Your instructions: The answer must be an exact transcription of every record.

Stored data:
*** Block opens ***

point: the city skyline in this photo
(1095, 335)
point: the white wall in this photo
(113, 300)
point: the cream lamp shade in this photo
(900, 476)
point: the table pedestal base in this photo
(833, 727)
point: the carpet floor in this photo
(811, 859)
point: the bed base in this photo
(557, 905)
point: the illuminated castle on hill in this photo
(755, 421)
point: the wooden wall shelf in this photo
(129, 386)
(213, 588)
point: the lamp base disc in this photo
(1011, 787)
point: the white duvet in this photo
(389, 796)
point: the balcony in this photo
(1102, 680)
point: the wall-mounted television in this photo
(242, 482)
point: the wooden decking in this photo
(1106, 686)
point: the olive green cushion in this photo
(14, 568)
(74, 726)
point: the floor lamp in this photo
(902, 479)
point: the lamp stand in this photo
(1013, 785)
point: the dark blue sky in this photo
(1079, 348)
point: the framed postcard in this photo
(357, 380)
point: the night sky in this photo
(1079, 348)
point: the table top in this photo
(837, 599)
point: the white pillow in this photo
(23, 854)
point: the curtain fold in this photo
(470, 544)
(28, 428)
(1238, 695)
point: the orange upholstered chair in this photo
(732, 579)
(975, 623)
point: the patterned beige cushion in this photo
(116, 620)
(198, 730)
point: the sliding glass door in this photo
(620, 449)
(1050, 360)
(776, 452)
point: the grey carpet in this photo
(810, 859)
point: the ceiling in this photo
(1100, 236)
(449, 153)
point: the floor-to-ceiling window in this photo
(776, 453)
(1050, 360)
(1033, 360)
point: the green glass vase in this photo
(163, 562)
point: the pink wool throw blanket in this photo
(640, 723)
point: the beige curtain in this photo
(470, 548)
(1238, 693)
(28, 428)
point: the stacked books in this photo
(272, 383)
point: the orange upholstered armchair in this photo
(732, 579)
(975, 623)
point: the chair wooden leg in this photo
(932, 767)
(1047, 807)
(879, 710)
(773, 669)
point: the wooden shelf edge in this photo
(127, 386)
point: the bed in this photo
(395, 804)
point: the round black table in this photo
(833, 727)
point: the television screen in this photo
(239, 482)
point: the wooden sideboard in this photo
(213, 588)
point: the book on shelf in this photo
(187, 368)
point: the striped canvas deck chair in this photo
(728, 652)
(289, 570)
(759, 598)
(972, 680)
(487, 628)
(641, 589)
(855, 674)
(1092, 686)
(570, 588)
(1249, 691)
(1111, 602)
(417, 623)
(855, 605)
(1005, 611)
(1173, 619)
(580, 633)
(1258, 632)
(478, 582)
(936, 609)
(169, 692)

*** Block closes ***

Answer below:
point: the city skyline in this photo
(1095, 335)
point: the white wall in this photo
(113, 300)
point: the cream lamp shade in this photo
(900, 476)
point: the table pedestal base in this photo
(833, 727)
point: the carpet floor in this photo
(811, 859)
point: the bed base in this photo
(557, 905)
point: the illuminated castle on hill in this photo
(755, 421)
point: the wooden wall shelf in this photo
(129, 386)
(213, 588)
point: the lamp base disc in this photo
(1011, 787)
point: the white duvet in this photo
(389, 796)
point: the balcony in this photo
(1102, 680)
point: the wall-mounted television in this photo
(242, 482)
point: the wooden decking in this photo
(1106, 686)
point: the olive green cushion in this photo
(14, 568)
(74, 726)
point: the floor lamp in this photo
(902, 479)
point: the lamp stand in this photo
(1013, 785)
point: the dark blue sky in this photo
(1079, 348)
point: the framed postcard in this photo
(357, 380)
point: the night sky in this photo
(1079, 348)
point: the table top in this photo
(837, 599)
point: the white pillow in this photo
(23, 854)
point: the curtain fold in this photo
(470, 544)
(28, 428)
(1238, 695)
point: the orange upholstered chair in this photo
(732, 579)
(975, 623)
point: the patterned beige cushion in this photo
(116, 620)
(198, 730)
point: the sliding glass door in this photo
(620, 449)
(1050, 360)
(776, 452)
point: the grey carpet in this photo
(810, 859)
point: the ceiling in this photo
(1100, 236)
(449, 153)
point: the floor-to-ceiling window in this photo
(776, 453)
(1050, 360)
(1033, 360)
point: the green glass vase in this photo
(163, 562)
point: the pink wool throw blanket in this photo
(640, 723)
point: the beige curtain in this photo
(470, 548)
(1238, 693)
(28, 428)
point: the stacked books in this photo
(272, 383)
point: the orange upholstered armchair in this photo
(732, 579)
(975, 623)
point: the chair wooden leg in this photo
(932, 767)
(1047, 807)
(879, 710)
(773, 669)
point: the wooden shelf edge in this photo
(127, 386)
point: the bed in this photo
(395, 804)
point: the round black table in this photo
(833, 727)
point: the television screen in this photo
(239, 482)
point: the wooden sideboard in this photo
(213, 588)
point: the book on shelf in this photo
(187, 368)
point: the striped canvas deck chair in this photo
(728, 652)
(289, 570)
(759, 598)
(972, 680)
(487, 628)
(641, 589)
(855, 674)
(1092, 686)
(570, 588)
(1249, 691)
(1111, 602)
(417, 623)
(855, 605)
(1005, 611)
(1173, 619)
(580, 633)
(1258, 632)
(478, 582)
(936, 609)
(169, 692)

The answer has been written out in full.